What is needed: Find every line of the material below that contains the string "loadImage", and copy each of those lines in full.

Extracted material:
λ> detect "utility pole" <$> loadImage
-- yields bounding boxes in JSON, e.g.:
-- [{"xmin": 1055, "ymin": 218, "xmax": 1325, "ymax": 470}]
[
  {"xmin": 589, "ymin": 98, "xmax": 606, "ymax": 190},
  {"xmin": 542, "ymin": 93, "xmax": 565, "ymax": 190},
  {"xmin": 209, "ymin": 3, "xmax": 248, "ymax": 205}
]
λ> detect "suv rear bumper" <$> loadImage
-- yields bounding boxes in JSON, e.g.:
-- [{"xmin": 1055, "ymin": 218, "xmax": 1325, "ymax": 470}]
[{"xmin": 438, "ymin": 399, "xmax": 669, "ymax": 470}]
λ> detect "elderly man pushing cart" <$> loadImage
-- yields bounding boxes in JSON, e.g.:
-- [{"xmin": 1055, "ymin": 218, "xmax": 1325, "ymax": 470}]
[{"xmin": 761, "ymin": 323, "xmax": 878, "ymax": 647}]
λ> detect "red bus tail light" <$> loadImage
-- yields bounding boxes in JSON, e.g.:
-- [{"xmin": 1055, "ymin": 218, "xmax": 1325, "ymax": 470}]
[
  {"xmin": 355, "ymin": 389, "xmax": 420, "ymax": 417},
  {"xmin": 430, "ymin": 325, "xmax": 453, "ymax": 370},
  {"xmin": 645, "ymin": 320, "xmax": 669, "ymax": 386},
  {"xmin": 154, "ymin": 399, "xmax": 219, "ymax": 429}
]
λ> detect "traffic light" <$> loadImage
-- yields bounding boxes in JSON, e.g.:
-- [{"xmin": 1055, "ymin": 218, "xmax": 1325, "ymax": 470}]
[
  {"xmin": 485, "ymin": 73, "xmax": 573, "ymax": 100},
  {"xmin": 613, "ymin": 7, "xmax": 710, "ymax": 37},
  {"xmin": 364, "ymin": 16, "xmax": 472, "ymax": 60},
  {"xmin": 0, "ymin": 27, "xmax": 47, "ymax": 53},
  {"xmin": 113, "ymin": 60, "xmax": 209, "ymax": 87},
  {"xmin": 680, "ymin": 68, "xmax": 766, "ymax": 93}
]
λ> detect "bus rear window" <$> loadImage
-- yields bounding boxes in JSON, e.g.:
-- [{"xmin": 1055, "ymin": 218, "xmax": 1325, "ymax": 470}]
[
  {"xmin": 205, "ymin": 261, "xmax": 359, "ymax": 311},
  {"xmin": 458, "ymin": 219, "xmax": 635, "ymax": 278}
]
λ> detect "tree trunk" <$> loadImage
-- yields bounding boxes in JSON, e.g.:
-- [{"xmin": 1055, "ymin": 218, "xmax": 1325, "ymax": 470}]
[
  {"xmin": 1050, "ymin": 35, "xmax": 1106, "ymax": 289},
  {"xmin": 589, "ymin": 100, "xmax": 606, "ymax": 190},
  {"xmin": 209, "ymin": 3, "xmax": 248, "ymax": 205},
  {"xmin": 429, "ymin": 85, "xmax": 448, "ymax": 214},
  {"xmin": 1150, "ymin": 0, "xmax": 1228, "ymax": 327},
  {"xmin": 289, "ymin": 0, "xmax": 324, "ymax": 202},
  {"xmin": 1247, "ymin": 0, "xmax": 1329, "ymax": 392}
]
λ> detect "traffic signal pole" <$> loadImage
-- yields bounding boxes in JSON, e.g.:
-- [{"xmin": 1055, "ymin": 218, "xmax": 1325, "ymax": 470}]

Final result:
λ> detect "utility pole" <$> loadImage
λ> detect "suv rear bumper" <$> loadImage
λ> detect "elderly man pushing cart" <$> loadImage
λ> detect "red bus tail light" <$> loadImage
λ> detect "traffic light" <$> loadImage
λ> detect "bus rear window" <$> loadImage
λ> detect "tree trunk" <$> loadImage
λ> detect "traffic signal pole" <$> loadImage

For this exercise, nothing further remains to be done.